Tasks to perform:
1. Name every person mentioned by name in the article on the motion to vacate the chair.
2. Tally how many lines of the records contain the string "building", and give only the number.

— Begin Page text —

For those following the continuing crisis on Capitol Hill that has the House Republican majority threatening to force a government shutdown, the term "the motion to vacate the chair" is no doubt familiar.
Vacating a chair may sound like the simple act of standing up. But in the specialized language of congressional procedure, it means standing up to the presiding officer — implicitly challenging that officer's right to preside by threatening to replace the officer altogether.
The phrase, and the procedure, had been bandied about earlier this year in the January melee that finally elevated Speaker Kevin McCarthy to his present job. Rebels from the House Freedom Caucus did not want to allow the California Republican, their titular leader for the last four years, to grasp "the big gavel" unless promised a chance to force his removal.
They wanted any member of the House to be able to force a vote on the speaker's continuation by making a simple "motion to vacate the chair."
"Suicide," said more than a few veterans of Capitol Hill. No speaker would allow that. But before he finally won his job on the 15th ballot, McCarthy had apparently assured his skeptics that the tool would be available as they wished.
And it has been a touchstone ever since for some of the most recalcitrant holdouts against McCarthy's leadership. One of these, Republican Rep. Matt Gaetz of Florida, told Chad Pergram of FOX News the motion to vacate was "not something that we just put on a shelf to admire ... we intend to use it." Gaetz also told CNN that he would use the motion "over and over again until it works."
Earlier, Gaetz had warned that any move by McCarthy to bring a short-term, stopgap spending measure to the floor to forestall a government shutdown at month's end would trigger a motion to vacate immediately. He called it a case of "shot, chaser."
Such talk has been heard throughout the session, including when McCarthy was negotiating with Senate leaders and President Biden over an increase in the national debt ceiling. Lifting that lid has been rather perfunctory in recent years, but it became a potential crisis point when a cadre of members in the House was willing to use it as a hostage in negotiations on spending.

— End Page text —
— Begin Data extract —

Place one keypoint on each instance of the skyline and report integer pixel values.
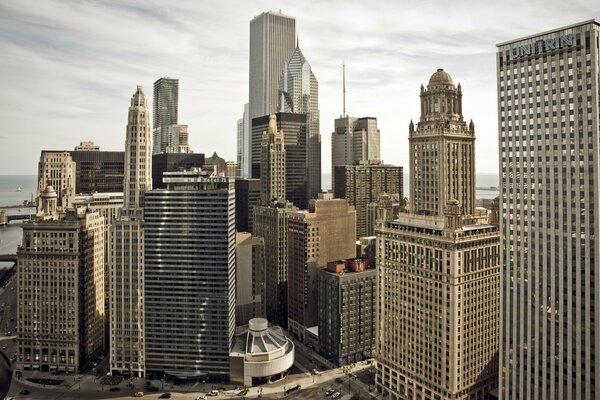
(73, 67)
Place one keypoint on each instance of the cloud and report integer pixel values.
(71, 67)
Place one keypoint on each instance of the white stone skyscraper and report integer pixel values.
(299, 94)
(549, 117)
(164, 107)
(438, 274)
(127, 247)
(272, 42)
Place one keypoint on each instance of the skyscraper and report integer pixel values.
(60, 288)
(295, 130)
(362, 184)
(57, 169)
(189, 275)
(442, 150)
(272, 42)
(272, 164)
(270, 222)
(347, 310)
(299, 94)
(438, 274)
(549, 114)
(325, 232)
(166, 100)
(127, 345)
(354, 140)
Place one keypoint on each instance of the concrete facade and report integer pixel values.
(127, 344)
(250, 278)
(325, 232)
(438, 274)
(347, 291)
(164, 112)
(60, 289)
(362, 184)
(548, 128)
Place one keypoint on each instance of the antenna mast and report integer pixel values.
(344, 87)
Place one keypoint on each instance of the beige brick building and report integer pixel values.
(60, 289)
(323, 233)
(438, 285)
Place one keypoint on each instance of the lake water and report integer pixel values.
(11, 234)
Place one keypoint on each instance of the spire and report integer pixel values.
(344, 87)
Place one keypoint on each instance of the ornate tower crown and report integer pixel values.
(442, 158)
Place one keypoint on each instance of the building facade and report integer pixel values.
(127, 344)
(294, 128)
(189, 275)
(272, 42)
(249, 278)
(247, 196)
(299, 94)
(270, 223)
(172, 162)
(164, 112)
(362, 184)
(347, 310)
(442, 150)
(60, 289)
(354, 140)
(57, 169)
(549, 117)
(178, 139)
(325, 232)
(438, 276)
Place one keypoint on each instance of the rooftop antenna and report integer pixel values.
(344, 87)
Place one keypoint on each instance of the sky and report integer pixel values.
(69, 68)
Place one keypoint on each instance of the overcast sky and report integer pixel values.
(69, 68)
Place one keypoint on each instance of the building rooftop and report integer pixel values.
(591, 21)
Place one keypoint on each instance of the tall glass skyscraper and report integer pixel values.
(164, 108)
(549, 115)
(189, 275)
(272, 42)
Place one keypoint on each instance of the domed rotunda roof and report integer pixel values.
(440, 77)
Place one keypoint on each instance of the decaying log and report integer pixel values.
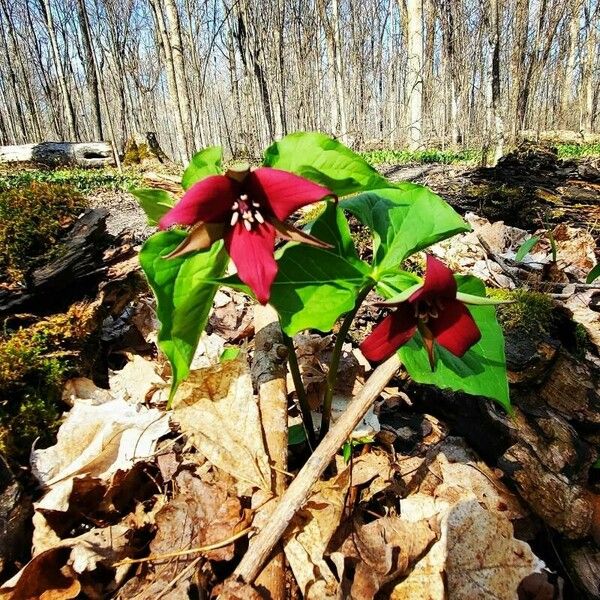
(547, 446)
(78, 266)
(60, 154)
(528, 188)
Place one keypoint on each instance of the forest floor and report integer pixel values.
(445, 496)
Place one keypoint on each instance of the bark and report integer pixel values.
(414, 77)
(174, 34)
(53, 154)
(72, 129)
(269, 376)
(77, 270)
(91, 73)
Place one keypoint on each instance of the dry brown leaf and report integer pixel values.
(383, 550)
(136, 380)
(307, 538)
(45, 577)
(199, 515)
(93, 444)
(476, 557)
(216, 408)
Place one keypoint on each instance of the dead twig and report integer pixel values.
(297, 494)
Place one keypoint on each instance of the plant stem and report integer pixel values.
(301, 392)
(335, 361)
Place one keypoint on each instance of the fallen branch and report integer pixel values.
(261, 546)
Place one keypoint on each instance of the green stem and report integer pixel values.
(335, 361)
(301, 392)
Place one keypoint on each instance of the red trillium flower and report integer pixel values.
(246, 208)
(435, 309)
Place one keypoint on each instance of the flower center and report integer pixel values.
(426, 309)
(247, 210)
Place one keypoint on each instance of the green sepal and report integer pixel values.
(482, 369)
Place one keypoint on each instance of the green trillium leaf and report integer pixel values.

— End Data extract —

Written responses:
1. Kevin McCarthy, Matt Gaetz, Chad Pergram, Biden

2. 3